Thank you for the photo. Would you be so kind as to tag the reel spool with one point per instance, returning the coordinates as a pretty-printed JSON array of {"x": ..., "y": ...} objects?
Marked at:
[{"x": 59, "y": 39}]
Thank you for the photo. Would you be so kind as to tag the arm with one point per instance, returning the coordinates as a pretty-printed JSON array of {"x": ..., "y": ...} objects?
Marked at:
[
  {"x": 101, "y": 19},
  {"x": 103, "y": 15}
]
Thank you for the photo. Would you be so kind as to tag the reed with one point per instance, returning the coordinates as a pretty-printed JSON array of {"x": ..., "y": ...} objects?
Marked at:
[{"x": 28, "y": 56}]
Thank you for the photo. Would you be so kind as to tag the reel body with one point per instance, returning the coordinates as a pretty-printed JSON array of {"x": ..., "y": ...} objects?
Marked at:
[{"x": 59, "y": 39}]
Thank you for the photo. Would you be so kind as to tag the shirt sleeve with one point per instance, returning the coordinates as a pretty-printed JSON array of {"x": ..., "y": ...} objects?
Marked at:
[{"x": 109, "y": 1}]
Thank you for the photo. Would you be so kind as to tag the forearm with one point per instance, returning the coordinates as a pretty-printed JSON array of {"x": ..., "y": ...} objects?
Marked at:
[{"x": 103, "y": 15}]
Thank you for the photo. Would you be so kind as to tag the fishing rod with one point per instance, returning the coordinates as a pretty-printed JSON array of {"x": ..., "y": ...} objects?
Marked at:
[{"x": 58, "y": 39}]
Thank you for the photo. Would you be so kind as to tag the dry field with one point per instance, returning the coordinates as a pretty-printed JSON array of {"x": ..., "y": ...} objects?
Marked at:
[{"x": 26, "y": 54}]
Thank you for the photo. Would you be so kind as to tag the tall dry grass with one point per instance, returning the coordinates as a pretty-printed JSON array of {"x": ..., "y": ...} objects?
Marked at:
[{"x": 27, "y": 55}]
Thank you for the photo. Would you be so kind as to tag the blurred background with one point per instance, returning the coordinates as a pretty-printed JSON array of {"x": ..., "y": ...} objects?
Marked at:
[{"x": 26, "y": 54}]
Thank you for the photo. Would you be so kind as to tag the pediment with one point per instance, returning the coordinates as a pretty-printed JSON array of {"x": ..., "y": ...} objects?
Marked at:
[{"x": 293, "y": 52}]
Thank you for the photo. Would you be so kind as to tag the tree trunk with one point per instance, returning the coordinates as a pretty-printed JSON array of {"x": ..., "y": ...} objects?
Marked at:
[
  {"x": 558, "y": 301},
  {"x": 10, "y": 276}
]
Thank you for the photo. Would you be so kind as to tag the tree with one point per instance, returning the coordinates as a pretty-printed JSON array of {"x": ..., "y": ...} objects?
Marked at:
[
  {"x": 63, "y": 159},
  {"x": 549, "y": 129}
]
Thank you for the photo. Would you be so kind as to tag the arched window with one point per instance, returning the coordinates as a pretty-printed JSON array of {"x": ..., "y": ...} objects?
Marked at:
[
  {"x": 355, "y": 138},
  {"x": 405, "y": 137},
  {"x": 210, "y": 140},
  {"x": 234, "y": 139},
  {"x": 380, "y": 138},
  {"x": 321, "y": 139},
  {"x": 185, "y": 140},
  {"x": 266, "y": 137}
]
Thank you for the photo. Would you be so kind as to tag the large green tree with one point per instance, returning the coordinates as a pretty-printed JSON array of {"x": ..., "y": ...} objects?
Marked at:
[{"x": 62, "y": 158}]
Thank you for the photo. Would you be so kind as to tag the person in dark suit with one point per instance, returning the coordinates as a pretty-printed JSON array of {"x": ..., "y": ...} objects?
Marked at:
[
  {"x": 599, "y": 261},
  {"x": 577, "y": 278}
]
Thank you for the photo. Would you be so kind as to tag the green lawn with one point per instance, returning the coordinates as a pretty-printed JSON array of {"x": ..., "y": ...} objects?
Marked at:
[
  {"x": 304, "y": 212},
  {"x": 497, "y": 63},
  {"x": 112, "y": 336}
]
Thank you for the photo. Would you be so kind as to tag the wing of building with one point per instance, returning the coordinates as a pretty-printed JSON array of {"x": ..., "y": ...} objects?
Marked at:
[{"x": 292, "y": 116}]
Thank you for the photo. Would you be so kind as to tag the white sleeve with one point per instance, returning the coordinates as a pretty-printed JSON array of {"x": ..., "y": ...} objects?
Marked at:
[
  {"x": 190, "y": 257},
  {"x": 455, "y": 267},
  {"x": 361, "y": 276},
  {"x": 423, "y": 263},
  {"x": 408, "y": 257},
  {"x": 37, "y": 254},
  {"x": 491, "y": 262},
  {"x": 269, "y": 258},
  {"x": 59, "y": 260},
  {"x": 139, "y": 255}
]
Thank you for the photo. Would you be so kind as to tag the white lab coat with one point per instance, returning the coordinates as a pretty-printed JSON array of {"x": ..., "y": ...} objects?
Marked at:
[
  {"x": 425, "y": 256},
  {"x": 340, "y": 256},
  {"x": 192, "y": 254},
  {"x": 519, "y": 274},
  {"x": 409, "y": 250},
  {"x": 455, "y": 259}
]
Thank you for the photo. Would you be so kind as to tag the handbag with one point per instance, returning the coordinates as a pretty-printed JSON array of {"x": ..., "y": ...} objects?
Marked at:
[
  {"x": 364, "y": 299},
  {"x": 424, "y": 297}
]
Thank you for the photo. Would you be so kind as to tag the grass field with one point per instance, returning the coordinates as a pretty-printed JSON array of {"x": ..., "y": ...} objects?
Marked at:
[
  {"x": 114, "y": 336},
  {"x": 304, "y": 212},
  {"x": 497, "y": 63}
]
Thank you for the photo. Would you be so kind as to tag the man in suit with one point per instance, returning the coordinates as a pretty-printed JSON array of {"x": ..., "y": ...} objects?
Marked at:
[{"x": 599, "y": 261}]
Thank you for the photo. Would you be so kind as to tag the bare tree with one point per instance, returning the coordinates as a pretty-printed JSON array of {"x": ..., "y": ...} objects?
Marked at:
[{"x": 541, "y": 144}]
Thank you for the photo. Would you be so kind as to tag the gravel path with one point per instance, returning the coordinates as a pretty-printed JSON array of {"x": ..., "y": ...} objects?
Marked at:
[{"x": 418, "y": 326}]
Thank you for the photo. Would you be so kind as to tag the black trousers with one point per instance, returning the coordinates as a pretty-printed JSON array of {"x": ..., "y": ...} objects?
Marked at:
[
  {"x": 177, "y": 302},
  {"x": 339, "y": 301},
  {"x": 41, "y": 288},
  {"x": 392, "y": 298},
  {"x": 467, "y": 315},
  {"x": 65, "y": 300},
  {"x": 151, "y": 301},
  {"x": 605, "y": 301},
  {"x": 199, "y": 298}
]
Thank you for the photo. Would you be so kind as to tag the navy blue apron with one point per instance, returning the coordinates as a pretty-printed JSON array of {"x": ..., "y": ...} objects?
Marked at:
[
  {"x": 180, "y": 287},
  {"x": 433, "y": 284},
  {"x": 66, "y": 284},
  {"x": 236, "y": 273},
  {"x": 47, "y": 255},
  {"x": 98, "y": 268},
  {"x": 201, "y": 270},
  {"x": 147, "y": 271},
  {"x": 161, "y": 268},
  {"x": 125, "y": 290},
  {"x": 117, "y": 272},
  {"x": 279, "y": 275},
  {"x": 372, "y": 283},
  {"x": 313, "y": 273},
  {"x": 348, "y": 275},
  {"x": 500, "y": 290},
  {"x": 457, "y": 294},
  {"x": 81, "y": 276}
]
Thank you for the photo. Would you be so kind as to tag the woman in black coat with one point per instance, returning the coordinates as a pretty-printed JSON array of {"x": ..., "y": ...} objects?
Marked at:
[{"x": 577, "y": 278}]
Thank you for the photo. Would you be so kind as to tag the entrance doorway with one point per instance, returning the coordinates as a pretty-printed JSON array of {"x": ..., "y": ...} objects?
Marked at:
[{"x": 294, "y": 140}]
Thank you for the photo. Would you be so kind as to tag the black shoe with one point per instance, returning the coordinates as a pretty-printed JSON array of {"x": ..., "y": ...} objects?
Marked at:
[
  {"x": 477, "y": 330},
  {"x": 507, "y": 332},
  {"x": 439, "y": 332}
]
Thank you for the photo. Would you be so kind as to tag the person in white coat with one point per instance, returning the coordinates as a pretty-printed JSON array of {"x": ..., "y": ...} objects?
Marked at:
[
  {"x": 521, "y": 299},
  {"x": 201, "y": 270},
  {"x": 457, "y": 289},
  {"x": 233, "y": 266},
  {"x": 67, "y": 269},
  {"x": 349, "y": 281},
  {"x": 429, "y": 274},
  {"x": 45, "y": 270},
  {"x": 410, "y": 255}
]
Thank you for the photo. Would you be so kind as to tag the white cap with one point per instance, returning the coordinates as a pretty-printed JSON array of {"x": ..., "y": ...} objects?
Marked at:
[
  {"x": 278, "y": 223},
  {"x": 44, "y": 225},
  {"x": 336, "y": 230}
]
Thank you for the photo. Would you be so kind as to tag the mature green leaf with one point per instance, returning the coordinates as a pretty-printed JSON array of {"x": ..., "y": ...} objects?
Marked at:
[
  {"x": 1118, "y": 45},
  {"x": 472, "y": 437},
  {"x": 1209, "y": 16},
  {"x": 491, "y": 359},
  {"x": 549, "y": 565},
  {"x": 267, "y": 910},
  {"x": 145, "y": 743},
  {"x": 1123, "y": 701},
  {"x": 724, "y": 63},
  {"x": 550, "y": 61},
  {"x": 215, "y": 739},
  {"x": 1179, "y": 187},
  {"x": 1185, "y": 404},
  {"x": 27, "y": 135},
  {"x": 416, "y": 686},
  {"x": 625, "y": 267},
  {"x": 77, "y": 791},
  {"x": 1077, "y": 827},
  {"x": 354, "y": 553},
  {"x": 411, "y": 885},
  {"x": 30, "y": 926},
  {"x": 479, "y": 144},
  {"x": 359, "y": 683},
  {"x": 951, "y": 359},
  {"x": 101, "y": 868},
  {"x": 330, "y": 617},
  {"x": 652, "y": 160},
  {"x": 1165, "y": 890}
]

***

:: Exercise instructions ::
Tally the lines of the data that hold the string "reel". Answer with the number and nothing more.

:: Reply ::
2